ACTIVITY: All records are to be transcribed in full; any pictures among them are to be skipped.

--- GIVEN RECORDS Enclosed Below ---

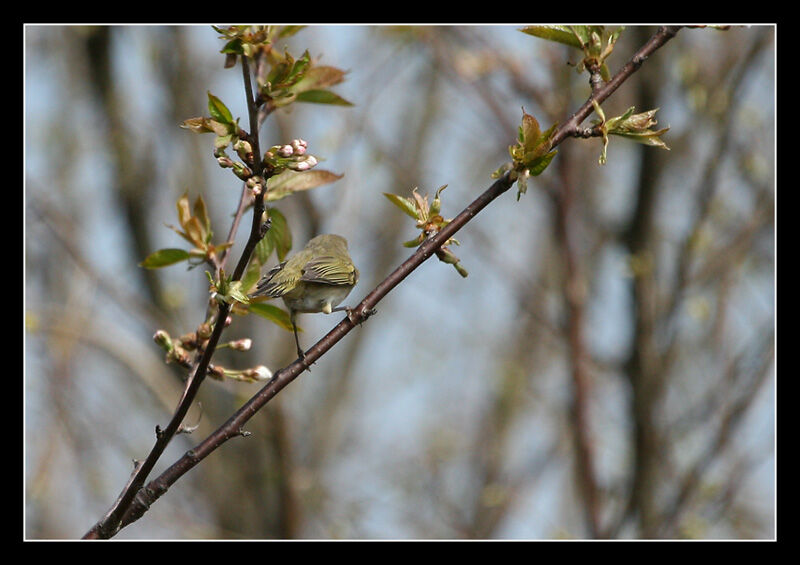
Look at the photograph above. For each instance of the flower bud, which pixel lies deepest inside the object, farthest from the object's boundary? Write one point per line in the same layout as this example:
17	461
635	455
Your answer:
241	344
163	340
299	146
260	373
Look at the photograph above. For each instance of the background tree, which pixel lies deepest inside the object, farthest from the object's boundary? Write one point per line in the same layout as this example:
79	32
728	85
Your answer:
605	370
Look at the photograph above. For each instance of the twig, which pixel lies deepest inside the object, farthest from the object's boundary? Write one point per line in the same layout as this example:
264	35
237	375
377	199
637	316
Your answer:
135	501
109	525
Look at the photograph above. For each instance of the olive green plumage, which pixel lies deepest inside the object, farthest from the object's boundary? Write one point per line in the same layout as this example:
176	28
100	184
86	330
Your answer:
315	279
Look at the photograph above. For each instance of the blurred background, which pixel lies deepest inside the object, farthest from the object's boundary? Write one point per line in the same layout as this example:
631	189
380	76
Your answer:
606	370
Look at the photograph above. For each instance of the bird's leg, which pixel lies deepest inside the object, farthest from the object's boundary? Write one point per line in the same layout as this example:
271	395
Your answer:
351	314
300	353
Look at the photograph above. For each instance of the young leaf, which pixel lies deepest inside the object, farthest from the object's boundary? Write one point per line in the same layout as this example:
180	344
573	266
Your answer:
405	204
559	33
273	314
218	110
286	182
317	78
322	97
164	258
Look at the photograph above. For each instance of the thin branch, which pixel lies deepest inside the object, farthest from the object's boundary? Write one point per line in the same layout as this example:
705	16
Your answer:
110	524
131	509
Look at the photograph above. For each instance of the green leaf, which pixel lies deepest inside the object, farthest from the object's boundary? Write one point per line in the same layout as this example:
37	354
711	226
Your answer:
235	291
322	97
405	204
218	110
541	163
529	132
557	33
289	30
286	182
273	314
318	78
201	212
264	249
164	258
233	46
279	233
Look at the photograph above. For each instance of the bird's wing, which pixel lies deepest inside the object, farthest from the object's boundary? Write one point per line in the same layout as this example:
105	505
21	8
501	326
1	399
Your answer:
328	270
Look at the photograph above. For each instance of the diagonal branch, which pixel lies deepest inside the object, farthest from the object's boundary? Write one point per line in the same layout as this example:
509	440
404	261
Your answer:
109	525
138	498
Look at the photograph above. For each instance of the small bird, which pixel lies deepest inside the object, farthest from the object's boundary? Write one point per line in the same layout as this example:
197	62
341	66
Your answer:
315	279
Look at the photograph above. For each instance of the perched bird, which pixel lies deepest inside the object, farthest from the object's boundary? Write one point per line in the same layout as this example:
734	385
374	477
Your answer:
315	279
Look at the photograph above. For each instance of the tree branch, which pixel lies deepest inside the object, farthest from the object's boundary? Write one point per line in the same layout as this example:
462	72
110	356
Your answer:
109	525
135	500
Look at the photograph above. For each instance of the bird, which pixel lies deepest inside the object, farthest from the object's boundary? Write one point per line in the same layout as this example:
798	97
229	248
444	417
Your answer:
315	279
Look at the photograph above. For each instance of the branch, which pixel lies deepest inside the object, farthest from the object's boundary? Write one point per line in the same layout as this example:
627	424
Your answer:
133	508
110	524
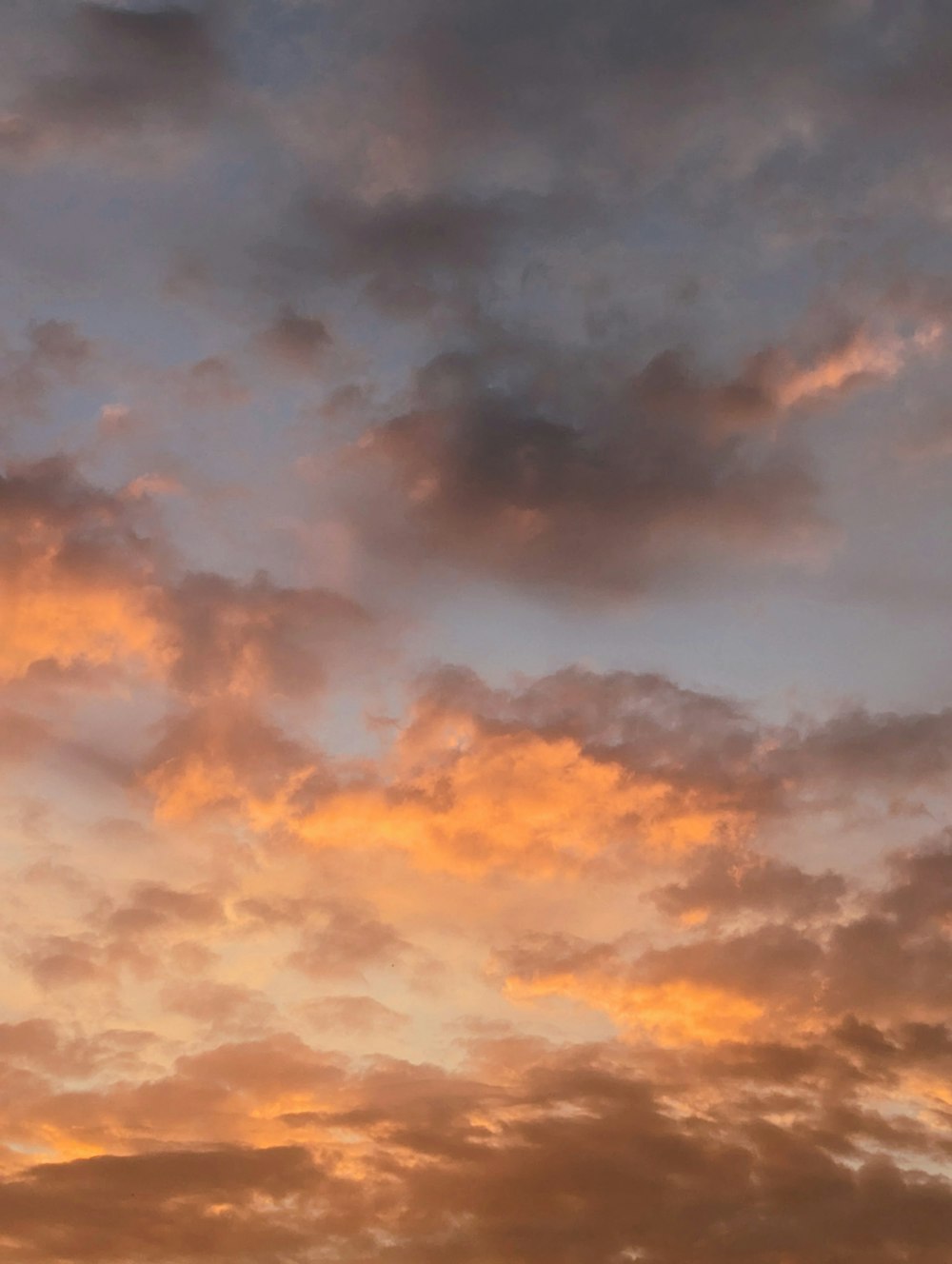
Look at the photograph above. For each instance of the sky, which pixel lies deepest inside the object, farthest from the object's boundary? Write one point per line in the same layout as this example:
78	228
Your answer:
476	721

--- End of Enclosed GIVEN RECORDS ---

RESPONSE TO THE EXERCISE:
Look at the photograph above. For each instance of the flower bud, which pixel lies deepest inside the object, farthest from the object's boundary? Write one point per line in the same layout as this example:
17	461
635	455
Your answer:
241	344
163	340
299	146
260	373
Look at the photograph above. For each instance of the background tree, which pixel lies deepest inside the object, farthest from the object's boundary? Write one point per line in the same layout as this example:
79	32
728	85
Your answer:
605	370
Look at the photograph above. For each instance of the twig, which pixel lies deepest inside the object, farthest from the object's boundary? Write one point per line in the same layout as this example:
264	35
237	375
377	199
637	316
Your answer:
135	501
109	525
Look at the photograph above. For each instance of the olive green plumage, which pixel lies deepest inside the object, farthest from the object's boundary? Write one point per line in the same layout as this example:
176	28
100	184
86	330
Your answer:
315	279
Look at the photograph above. For each instance of the blurred background, which pixel lies deepest inside the object, farthest from the object's boundary? Write one point per line in the same layout as this example:
631	189
380	76
Your answer:
606	370
Look at the photograph above. For each instance of the bird's leg, which pixel lies deepest inside the object, farthest from the object's boundary? Write one point per line in the same layout as this example:
271	395
Your answer:
351	314
300	353
Look at the photograph above. For each instance of the young leaf, which pixel lies deepest inside the object, farthest from the object's boundary? Write one point per line in the same layout as this example:
180	344
573	266
Your answer:
405	204
559	33
273	314
218	110
286	182
317	78
322	97
164	258
Look at the photograph above. For each instance of the thin branch, which pixel lies deepest inside the object, farthest from the object's boundary? Write one point per line in the same layout as this example:
705	16
Your answer:
110	524
131	509
Look at the photograph above. For each instance of the green leaf, which pixel lies deepest inside the object, farthest from the object's boundary? Write one point per line in the same layout as this example:
37	354
711	226
Your answer:
235	291
322	97
405	204
218	110
541	163
529	132
557	33
289	30
286	182
273	314
318	78
201	212
264	249
164	258
233	46
279	233
Look at the photograph above. For each instance of the bird's wing, which pixel lies deepest inside the object, farthest from the object's boundary? Write one point per line in the same layout as this example:
105	505
21	8
501	326
1	399
Your answer:
328	270
Look at the photograph above. For each instance of the diagonal branch, which pixel lies deepest inside the object, farthest from the object's boundary? Write one point per line in the same layout as this example:
509	440
404	261
Your answer:
109	525
138	498
Look at the photograph above. For each instance of the small bird, which pixel lies deepest inside the object, farthest from the object's boundary? Write one point per line in the same layout as this example:
197	62
341	66
Your answer:
315	279
Look at the photograph above. For each instance of the perched bird, which pixel lies deepest inside the object, farthest from the object's boundary? Write one point per line in the same layout as this example:
734	385
374	477
Your answer:
315	279
Look at the photograph above. For each instance of the tree branch, which pixel lies deepest inside the object, farthest from the object's boundary? Write one point per line in the same layout as this example:
462	72
110	356
Your answer:
109	525
135	500
Look at the photograph above. For each instance of the bird, which pixel lies deepest inside the object, farthest from the object's boundary? Write one point per line in the same layout as this example:
798	97
229	248
444	417
Your answer:
315	279
Look at the photograph above. For each instance of the branch, which pixel lies deepest inside the object, farthest from the object's boundary? Write one point per line in the same layout as this example:
627	424
Your answer:
133	508
110	524
Look at the photograph above. For each instance of the sky, which pixel lies deepest inside the object, farthest from the object's boundary? Write one point per line in the same layout as this example:
78	228
Your answer:
476	721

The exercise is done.